## Stored data
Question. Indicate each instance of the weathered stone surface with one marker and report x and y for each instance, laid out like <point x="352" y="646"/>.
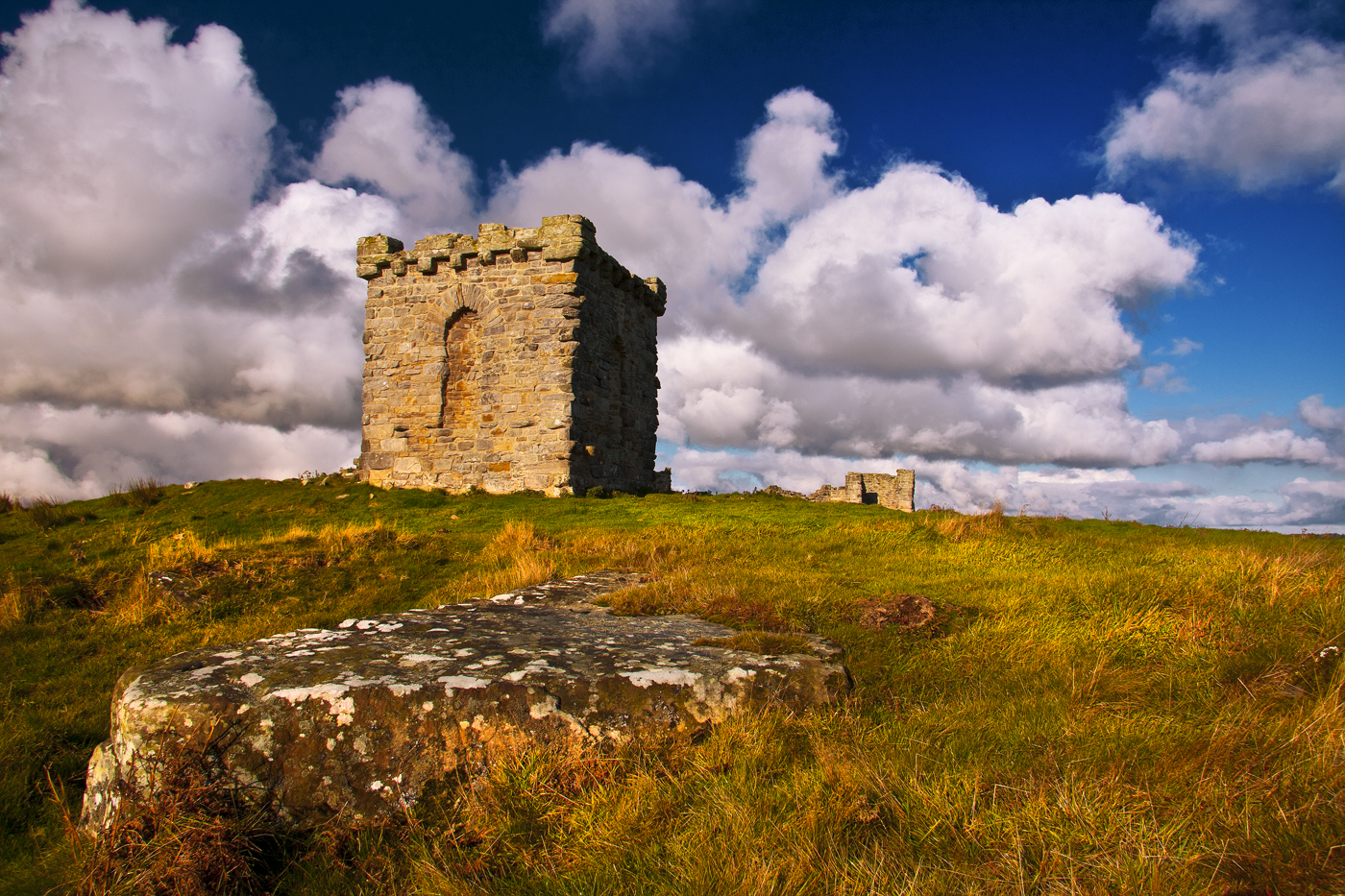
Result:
<point x="520" y="358"/>
<point x="897" y="493"/>
<point x="355" y="720"/>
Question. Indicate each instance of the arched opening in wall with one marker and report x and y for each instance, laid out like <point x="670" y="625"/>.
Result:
<point x="460" y="390"/>
<point x="621" y="399"/>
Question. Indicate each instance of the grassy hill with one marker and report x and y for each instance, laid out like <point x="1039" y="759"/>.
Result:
<point x="1100" y="708"/>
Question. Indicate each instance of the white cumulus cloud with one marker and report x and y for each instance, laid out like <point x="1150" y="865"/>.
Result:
<point x="1273" y="113"/>
<point x="385" y="136"/>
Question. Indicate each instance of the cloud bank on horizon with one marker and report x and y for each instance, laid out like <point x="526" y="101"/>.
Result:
<point x="175" y="309"/>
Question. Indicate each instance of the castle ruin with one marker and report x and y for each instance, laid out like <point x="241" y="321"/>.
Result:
<point x="897" y="493"/>
<point x="520" y="358"/>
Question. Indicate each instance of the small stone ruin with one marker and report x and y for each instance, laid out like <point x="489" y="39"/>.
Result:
<point x="897" y="493"/>
<point x="354" y="721"/>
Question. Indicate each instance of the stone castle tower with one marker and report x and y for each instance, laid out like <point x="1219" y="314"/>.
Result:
<point x="520" y="358"/>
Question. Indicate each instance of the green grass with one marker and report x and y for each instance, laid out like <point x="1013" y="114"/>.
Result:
<point x="1103" y="707"/>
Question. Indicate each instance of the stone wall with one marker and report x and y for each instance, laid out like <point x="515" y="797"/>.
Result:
<point x="520" y="358"/>
<point x="897" y="493"/>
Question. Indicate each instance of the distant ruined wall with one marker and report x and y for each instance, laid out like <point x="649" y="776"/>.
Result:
<point x="520" y="358"/>
<point x="897" y="493"/>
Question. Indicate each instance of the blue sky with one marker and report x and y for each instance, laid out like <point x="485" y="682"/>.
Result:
<point x="1083" y="255"/>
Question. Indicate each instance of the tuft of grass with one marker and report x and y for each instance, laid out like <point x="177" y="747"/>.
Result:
<point x="1106" y="708"/>
<point x="49" y="513"/>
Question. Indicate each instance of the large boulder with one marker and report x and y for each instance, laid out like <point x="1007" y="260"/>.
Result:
<point x="355" y="720"/>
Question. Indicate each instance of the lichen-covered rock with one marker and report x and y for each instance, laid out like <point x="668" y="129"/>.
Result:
<point x="358" y="718"/>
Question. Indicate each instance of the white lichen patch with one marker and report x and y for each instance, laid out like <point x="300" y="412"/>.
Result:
<point x="460" y="682"/>
<point x="675" y="677"/>
<point x="413" y="660"/>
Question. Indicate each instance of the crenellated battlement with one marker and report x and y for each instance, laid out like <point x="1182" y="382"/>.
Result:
<point x="560" y="238"/>
<point x="518" y="358"/>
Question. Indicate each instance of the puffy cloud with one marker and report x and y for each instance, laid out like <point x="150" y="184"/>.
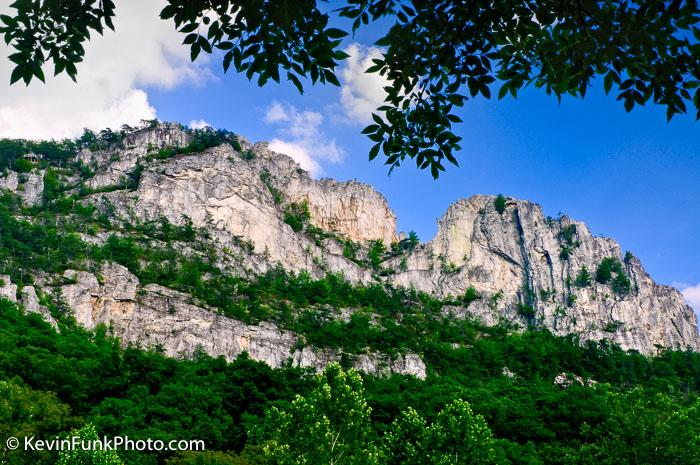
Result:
<point x="301" y="137"/>
<point x="692" y="296"/>
<point x="199" y="124"/>
<point x="118" y="67"/>
<point x="361" y="93"/>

## What you have to do
Every line of the material should be repeated precisely; pictures are to be excluded.

## Task answer
Question. Indicate each instance of the weathered stone surface with one marker and report x and y for each instance, laid out like <point x="352" y="646"/>.
Result:
<point x="520" y="358"/>
<point x="897" y="493"/>
<point x="355" y="720"/>
Question. Indicate each instance of the arched opening in wall with one marker and report x and y for each instance, laid out like <point x="670" y="625"/>.
Result:
<point x="460" y="390"/>
<point x="621" y="399"/>
Question. Indicate each instance of the grassy hill with one marker and report x and y for each instance, laid out like <point x="1039" y="759"/>.
Result:
<point x="1100" y="708"/>
Question. Indicate each instance of the white cumulus cloud with one marker and report x and y for each instance, laid out like <point x="1150" y="865"/>.
Result:
<point x="1273" y="113"/>
<point x="385" y="136"/>
Question. Indicate each instance of the cloud bank on horizon with one marker and report x and y for each instance, laid out like <point x="526" y="101"/>.
Result:
<point x="175" y="309"/>
Question. Indicate each instance of the castle ruin with one marker and report x and y for each instance, laid out like <point x="241" y="321"/>.
Result:
<point x="897" y="493"/>
<point x="520" y="358"/>
Question. Indicate each instance of the small stone ruin with one marker and report x and y for each instance, laid out like <point x="489" y="39"/>.
Result:
<point x="897" y="493"/>
<point x="354" y="721"/>
Question. Indicate each instance of the stone castle tower with one marker and report x and y for each instance, laid out like <point x="1219" y="314"/>.
Result:
<point x="520" y="358"/>
Question. Indicate each instance of the green grass with one marker and report x and y for each instance, laid out like <point x="1013" y="114"/>.
Result:
<point x="1103" y="707"/>
Question. Indicate each instance of the stone wall with one marker and report x and y for each instance, laid out like <point x="515" y="797"/>.
Result:
<point x="520" y="358"/>
<point x="897" y="493"/>
Question. Indicate each instance of the distant ruined wall with one marker and report x and y for each instance, laid out like <point x="649" y="776"/>.
Result:
<point x="520" y="358"/>
<point x="897" y="493"/>
Question. Indicate each instance of the blue sky with one marker and report x and y for each instance, laid out like <point x="485" y="682"/>.
Result:
<point x="1083" y="255"/>
Question. Indicate each instance of the tuft of grass with one marker and report x and y for each instance, laid out like <point x="177" y="747"/>.
Result:
<point x="1106" y="708"/>
<point x="49" y="513"/>
Question. Indicate each instance of the large boulder with one marker and report x and y for each instance, laid out like <point x="1007" y="260"/>.
Result:
<point x="355" y="720"/>
Question. Indicate each instance of the lichen-covered rock with one marker and report x and y for each instance, laid out like <point x="668" y="129"/>.
Result:
<point x="358" y="718"/>
Question. Indicate each instance of the white lichen patch with one marker and report x and y for each instance, laid out like <point x="300" y="412"/>.
Result:
<point x="460" y="682"/>
<point x="675" y="677"/>
<point x="413" y="660"/>
Question. Indicate each instance of the crenellated battlement with one marker and report x and y for each instance, laid out like <point x="1182" y="382"/>.
Result:
<point x="560" y="238"/>
<point x="518" y="358"/>
Question. Indicate each instance of the puffy cloud with one marker and report x and y for each instance, laid out like <point x="150" y="184"/>.
Result:
<point x="301" y="137"/>
<point x="692" y="296"/>
<point x="199" y="124"/>
<point x="118" y="67"/>
<point x="361" y="93"/>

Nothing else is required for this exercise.